• [Texto]:
--*--
Há algum tempo, em São Paulo, notei os primeiros sinais da enfermidade:        — O sr. quer que eu segurO sua pasta?

Achei que tinha ouvido mal, ou que a pessoa não tinha boa dicção. Mas os sintomas persistiram:

— Deseja que eu façO a reserva?

E a moléstia ia avançando. Comentei com um casal amigo, ambos professores universitários. Ela, paulista de quatro costados, defendeu o linguajar da terra de Mário de Andrade:

— Ah, mas isso não se ouve nas camadas mais instruídas…

Estávamos jantando num daqueles excelentes restaurantes da Paulicéia, cidade a que eu tanto quero bem. Pois antes de terminar a refeição, e por mais de uma vez, a Doutora teve pequenas erupções como:

— A gente espera que a situação se normalizA…

Mas não se normalizou. Cheguei em casa convencido de que o subjuntivo estava acometido de uma doença séria.

E, apesar de tudo, tive a esperança de que talvez pudesse ser um surto isolado, circunscrito talvez aos rincões bandeirantes sabe-se lá por quê.

 Como diz Carlos Heitor Cony, Ledo e Ivo engano…

Semana passada, assistindo à novela de maior sucesso da televisão, escuto uma das principais personagens, com uma criança de colo nos braços, dizer:

—  Deus a abençoA.
--*--
• [Linhas fornecidas]:
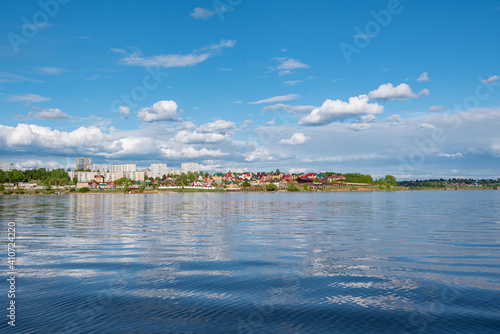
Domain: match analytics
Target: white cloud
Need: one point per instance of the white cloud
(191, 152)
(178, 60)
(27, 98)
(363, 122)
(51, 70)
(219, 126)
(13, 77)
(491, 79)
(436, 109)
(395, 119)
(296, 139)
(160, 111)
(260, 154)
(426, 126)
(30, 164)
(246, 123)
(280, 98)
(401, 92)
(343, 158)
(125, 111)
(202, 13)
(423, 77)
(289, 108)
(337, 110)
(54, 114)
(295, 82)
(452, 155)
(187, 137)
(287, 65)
--*--
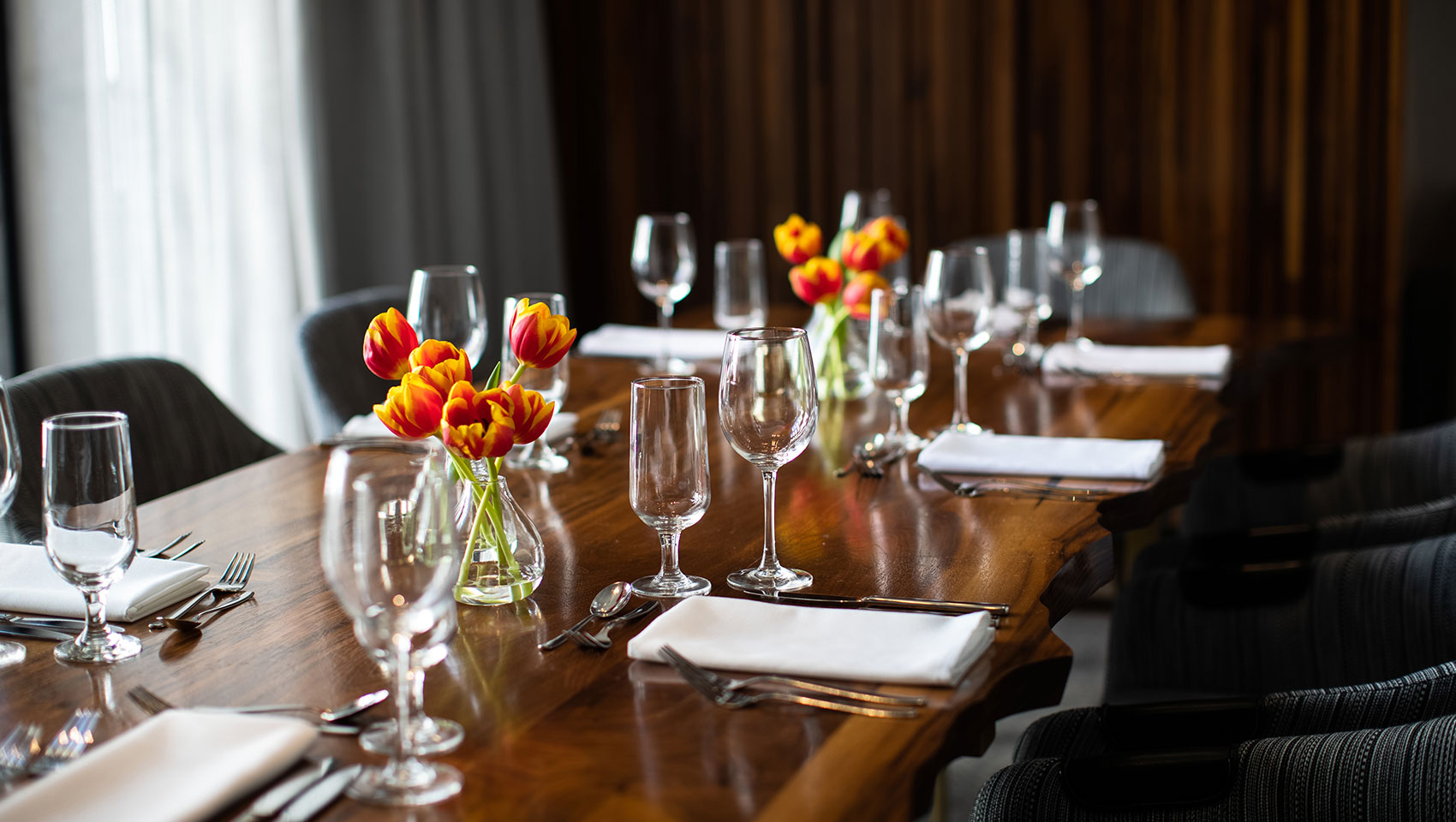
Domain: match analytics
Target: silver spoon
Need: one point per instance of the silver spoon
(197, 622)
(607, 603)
--*--
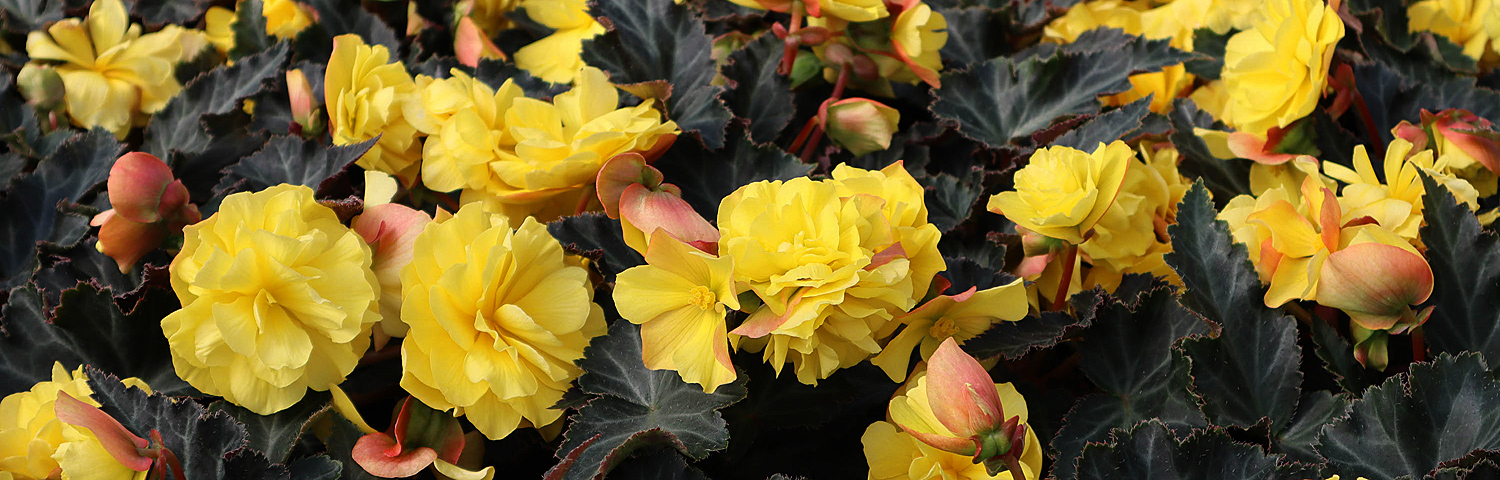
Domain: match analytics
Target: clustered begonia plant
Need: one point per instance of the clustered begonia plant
--*--
• [Explore o material]:
**A.** De acordo com o texto, qual era a profissão do casal amigo?
**B.** Reproduza o trecho do texto a partir das palavras "Como diz Carlos", parando depois de "Deus a abençoA.".
**C.** Liste todas as falas do texto em que a última letra de um verbo aparece em maiúscula.

• [Respostas]:
**A.** Os dois eram professores universitários.

**B.**
Como diz Carlos Heitor Cony, Ledo e Ivo engano…

Semana passada, assistindo à novela de maior sucesso da televisão, escuto uma das principais personagens, com uma criança de colo nos braços, dizer:

—  Deus a abençoA.

**C.**
O sr. quer que eu segurO sua pasta?
Deseja que eu façO a reserva?
A gente espera que a situação se normalizA…
Deus a abençoA.